**Material for the task**.
**********
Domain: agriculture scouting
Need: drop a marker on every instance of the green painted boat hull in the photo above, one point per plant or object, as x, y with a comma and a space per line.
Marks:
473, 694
**********
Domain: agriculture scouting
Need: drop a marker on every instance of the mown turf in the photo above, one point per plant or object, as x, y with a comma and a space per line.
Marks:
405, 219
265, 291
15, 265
**********
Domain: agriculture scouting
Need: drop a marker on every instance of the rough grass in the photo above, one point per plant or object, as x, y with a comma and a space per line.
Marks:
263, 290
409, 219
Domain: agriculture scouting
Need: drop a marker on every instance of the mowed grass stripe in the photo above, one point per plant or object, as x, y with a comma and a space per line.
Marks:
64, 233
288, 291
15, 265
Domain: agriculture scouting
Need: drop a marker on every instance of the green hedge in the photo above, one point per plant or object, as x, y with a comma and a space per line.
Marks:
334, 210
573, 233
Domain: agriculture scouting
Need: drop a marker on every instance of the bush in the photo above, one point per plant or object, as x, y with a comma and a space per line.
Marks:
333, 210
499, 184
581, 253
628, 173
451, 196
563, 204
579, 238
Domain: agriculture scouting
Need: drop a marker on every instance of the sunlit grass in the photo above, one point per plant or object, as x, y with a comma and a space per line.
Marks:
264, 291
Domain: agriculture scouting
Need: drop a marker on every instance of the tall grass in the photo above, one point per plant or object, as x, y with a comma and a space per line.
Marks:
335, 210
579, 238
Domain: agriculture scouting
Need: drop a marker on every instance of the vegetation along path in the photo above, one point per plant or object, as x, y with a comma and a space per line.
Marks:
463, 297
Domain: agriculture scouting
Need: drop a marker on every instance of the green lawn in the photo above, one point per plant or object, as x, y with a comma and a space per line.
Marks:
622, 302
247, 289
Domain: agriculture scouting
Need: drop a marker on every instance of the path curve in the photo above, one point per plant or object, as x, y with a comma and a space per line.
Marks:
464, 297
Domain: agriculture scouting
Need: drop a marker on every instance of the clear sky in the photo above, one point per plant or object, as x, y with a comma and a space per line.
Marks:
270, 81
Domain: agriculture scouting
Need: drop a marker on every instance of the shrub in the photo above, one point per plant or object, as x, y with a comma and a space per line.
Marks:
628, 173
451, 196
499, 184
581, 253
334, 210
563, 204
**********
Scan the entries above and copy each line where "path" occurs.

**Problem solution**.
Need: drop a marker on every instance of the vegetation along path in the photo above, one point per plant or object, as x, y with a comma and a space per line.
Need: drop a marker on every instance of the path curve in the photo above, one point per plant or object, as x, y with a comma and a space per line.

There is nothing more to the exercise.